> Problem to solve:
Go through the listing below and copy out every line that contains the word "front".

> Given records:

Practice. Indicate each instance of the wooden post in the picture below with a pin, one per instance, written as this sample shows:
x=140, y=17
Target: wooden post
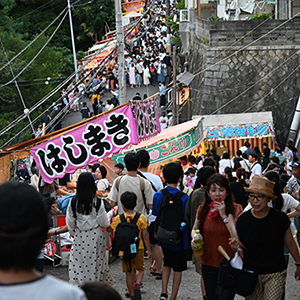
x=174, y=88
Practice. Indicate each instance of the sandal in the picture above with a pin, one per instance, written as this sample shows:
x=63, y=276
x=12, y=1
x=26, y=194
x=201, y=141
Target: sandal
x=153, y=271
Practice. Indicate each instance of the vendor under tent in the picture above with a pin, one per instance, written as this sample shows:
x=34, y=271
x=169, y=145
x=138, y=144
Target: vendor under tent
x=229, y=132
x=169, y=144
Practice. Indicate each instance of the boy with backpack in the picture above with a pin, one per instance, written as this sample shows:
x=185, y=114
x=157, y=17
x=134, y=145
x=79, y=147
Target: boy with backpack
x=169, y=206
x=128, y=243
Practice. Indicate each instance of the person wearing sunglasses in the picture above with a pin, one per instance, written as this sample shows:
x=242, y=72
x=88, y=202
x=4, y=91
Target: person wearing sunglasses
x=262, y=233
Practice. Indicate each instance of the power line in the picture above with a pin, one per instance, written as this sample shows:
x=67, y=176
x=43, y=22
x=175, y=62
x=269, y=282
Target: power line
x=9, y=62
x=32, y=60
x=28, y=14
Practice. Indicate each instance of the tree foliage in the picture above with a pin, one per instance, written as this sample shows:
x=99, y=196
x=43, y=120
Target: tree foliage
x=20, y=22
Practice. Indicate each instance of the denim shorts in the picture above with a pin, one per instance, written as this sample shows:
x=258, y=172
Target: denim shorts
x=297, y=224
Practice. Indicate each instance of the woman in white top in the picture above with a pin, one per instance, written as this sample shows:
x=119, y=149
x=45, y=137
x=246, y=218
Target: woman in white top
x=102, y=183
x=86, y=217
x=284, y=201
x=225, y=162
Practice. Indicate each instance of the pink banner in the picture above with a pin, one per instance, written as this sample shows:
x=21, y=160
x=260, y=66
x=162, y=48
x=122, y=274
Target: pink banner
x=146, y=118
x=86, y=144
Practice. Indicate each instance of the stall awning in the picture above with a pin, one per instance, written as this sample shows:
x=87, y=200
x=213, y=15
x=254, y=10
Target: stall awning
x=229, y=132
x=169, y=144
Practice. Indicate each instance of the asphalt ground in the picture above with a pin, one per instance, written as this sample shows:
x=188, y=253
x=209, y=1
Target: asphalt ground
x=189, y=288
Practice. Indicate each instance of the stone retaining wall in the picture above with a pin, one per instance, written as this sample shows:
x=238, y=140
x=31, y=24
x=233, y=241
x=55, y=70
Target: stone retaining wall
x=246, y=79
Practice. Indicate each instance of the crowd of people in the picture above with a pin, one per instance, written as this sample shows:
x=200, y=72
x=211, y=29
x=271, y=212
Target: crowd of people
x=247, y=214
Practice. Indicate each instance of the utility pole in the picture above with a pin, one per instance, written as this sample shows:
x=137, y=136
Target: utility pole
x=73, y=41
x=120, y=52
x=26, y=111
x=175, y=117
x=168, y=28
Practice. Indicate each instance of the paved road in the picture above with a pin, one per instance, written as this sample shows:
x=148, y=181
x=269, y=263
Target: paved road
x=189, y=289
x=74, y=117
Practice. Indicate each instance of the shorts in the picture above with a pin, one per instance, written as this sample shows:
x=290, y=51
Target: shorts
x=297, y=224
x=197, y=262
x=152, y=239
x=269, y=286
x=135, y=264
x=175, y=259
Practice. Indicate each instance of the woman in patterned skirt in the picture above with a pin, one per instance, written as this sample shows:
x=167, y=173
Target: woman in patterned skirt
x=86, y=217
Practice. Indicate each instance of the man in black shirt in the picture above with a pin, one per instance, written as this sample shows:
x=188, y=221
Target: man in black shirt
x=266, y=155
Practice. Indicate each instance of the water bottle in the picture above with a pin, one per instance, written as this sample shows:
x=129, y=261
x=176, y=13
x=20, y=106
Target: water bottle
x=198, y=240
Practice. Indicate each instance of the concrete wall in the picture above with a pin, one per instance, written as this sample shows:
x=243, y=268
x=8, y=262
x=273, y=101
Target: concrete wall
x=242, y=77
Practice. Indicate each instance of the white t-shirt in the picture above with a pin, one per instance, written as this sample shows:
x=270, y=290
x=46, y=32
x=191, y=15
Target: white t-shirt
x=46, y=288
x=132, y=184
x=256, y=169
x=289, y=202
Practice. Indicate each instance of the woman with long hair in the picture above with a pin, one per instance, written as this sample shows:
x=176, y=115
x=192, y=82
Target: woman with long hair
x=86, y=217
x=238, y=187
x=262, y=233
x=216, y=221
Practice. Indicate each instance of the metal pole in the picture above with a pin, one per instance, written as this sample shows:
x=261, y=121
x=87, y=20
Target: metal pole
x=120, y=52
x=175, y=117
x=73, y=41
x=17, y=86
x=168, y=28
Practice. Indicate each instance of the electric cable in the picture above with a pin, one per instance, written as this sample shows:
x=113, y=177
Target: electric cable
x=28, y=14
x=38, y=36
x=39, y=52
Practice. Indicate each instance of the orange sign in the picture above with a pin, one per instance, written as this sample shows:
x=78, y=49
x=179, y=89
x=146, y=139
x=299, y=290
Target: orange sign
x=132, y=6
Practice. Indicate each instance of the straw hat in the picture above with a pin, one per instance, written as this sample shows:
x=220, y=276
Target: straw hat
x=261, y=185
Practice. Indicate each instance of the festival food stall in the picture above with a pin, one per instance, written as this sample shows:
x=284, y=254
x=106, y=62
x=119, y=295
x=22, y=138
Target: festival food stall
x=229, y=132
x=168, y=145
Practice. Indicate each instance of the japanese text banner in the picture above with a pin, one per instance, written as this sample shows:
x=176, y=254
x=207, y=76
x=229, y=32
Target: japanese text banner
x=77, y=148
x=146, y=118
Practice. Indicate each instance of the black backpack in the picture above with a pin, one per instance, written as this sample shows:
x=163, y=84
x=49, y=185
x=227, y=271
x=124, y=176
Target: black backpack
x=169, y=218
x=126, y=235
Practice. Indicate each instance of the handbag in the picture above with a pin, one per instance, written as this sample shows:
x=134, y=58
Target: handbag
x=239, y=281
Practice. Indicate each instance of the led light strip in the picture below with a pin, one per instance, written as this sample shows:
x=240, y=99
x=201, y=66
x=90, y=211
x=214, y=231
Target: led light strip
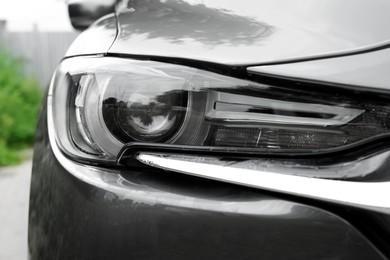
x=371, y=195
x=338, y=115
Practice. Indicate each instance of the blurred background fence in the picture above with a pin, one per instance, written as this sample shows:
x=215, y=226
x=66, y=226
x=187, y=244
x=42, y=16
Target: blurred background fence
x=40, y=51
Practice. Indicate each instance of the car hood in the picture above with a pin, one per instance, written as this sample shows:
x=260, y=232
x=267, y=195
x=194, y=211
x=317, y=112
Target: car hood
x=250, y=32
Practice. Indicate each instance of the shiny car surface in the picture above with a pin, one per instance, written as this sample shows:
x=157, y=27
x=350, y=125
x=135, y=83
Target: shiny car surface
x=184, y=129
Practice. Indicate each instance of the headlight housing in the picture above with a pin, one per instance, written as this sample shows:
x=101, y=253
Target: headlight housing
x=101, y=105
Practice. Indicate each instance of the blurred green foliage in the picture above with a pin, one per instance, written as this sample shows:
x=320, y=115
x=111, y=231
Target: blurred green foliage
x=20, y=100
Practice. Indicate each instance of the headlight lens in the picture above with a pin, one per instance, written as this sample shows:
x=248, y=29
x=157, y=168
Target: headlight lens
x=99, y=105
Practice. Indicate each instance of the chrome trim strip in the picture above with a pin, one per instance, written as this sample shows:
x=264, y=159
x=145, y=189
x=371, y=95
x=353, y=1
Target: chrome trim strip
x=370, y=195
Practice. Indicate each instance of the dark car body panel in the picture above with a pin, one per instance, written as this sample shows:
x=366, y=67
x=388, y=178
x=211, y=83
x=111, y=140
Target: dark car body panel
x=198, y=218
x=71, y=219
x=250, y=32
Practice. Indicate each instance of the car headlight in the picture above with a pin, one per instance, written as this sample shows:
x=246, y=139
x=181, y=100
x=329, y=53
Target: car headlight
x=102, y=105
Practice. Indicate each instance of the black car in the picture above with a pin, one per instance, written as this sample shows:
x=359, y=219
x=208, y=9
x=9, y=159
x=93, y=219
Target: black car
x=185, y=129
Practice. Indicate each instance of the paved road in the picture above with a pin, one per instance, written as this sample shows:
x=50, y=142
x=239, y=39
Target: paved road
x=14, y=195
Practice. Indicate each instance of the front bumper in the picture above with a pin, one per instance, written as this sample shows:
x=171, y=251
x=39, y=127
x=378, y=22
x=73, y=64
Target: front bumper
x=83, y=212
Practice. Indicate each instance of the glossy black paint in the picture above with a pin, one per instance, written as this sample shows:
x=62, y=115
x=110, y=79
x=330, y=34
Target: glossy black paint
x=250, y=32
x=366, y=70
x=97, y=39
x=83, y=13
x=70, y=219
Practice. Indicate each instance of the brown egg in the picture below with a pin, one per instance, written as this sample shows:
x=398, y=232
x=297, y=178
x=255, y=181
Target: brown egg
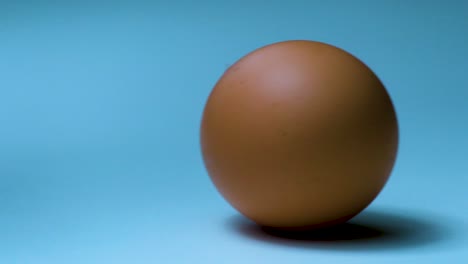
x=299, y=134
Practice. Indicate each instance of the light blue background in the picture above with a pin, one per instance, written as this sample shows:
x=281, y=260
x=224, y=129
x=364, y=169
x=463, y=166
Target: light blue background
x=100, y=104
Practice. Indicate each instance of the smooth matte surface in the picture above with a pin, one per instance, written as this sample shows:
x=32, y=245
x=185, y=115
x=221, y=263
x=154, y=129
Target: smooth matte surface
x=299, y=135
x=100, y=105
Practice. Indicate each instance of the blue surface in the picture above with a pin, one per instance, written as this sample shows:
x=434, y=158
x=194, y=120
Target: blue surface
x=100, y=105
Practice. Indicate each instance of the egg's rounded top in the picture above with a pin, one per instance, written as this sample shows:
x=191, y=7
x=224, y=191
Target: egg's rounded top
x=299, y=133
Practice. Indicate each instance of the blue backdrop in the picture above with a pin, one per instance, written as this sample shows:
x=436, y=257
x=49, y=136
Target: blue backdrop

...

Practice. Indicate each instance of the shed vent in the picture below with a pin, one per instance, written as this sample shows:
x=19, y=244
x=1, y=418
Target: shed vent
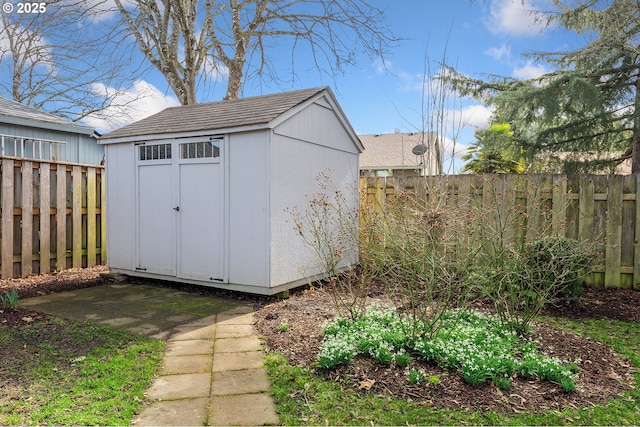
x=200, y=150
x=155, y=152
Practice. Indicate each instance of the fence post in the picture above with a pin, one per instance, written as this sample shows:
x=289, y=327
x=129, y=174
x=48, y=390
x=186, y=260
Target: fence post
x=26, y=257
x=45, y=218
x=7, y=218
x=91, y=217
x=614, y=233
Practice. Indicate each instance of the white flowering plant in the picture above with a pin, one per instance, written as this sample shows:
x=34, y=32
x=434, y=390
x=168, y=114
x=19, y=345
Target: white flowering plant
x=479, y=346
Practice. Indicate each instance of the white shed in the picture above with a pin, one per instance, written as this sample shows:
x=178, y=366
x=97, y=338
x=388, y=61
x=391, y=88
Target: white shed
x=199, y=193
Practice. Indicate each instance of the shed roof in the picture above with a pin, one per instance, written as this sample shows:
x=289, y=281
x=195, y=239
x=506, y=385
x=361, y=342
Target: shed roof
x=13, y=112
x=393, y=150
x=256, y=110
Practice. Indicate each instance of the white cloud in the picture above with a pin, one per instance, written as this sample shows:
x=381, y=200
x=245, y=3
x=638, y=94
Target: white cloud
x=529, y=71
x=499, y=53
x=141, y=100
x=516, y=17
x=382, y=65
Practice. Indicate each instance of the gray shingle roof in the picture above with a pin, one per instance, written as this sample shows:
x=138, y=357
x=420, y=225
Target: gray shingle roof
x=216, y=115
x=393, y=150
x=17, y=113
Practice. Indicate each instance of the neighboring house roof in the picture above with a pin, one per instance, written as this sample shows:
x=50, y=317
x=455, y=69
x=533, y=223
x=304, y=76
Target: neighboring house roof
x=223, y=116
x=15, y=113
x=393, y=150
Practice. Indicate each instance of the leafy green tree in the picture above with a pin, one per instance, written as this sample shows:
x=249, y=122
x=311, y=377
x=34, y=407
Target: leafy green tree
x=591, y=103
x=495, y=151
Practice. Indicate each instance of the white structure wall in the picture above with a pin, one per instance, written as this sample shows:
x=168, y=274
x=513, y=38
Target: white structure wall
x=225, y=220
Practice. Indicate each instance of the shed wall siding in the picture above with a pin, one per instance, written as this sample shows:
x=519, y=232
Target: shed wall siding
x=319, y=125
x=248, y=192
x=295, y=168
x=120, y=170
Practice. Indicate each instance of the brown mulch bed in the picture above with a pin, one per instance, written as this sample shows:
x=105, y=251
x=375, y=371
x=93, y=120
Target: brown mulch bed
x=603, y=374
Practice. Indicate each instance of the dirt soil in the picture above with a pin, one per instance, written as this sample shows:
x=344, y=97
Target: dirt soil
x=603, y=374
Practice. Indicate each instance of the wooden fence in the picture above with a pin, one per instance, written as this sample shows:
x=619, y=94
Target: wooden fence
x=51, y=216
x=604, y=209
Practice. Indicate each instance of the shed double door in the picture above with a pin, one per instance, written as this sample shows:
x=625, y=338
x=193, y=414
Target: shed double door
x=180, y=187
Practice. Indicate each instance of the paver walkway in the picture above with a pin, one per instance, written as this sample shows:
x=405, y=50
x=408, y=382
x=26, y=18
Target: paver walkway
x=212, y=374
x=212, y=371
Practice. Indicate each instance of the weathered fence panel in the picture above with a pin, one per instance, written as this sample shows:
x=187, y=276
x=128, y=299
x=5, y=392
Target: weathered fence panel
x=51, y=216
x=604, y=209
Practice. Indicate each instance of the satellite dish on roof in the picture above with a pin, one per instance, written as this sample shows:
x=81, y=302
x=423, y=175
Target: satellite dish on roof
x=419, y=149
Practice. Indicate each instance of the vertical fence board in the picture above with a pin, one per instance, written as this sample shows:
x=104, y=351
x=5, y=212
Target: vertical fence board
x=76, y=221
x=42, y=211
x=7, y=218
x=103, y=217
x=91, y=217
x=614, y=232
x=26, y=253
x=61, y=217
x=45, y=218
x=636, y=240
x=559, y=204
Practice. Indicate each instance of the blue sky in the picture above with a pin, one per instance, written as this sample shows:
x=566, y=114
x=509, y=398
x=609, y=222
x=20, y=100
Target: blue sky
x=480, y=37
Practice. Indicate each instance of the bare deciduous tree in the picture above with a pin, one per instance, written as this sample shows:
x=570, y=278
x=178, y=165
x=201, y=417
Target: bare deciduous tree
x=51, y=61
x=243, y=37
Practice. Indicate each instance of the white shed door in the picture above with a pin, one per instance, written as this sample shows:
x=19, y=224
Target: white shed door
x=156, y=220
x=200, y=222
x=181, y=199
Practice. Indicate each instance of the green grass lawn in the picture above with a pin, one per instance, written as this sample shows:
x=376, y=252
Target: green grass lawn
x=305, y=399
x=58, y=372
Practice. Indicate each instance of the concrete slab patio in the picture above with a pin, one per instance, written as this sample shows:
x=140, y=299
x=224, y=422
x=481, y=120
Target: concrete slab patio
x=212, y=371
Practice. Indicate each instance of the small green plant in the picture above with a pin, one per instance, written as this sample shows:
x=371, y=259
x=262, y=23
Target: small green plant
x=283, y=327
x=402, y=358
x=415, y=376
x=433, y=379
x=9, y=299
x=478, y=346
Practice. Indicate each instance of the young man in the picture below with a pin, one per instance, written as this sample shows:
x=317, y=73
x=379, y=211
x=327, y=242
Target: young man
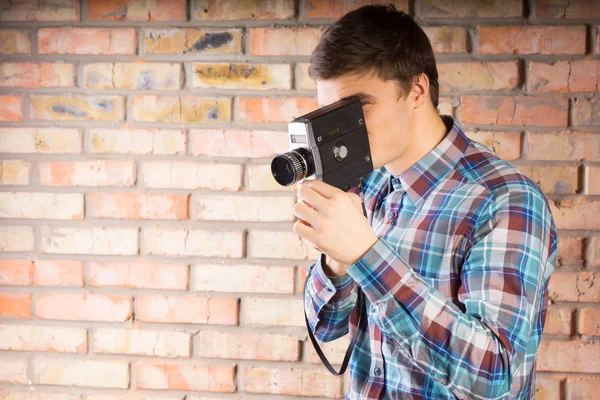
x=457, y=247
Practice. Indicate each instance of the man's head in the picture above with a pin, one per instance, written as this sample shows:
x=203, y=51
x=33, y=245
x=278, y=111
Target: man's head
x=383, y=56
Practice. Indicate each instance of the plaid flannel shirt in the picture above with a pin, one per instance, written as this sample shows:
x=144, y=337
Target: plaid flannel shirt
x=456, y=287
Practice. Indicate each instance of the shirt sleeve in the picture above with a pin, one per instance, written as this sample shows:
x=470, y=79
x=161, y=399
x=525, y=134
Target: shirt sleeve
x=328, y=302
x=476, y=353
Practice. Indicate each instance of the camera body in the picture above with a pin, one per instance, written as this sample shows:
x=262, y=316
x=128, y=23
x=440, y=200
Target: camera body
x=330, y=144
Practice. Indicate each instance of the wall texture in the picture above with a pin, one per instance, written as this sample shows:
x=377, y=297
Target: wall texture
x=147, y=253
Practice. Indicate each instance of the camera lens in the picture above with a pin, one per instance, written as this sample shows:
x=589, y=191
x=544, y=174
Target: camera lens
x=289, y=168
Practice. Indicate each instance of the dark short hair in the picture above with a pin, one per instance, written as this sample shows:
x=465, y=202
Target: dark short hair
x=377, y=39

> Answer to the task:
Practice. Indicate each instance of the front bumper in the picture above with a pin, one per instance, written as this sample shows:
Target: front bumper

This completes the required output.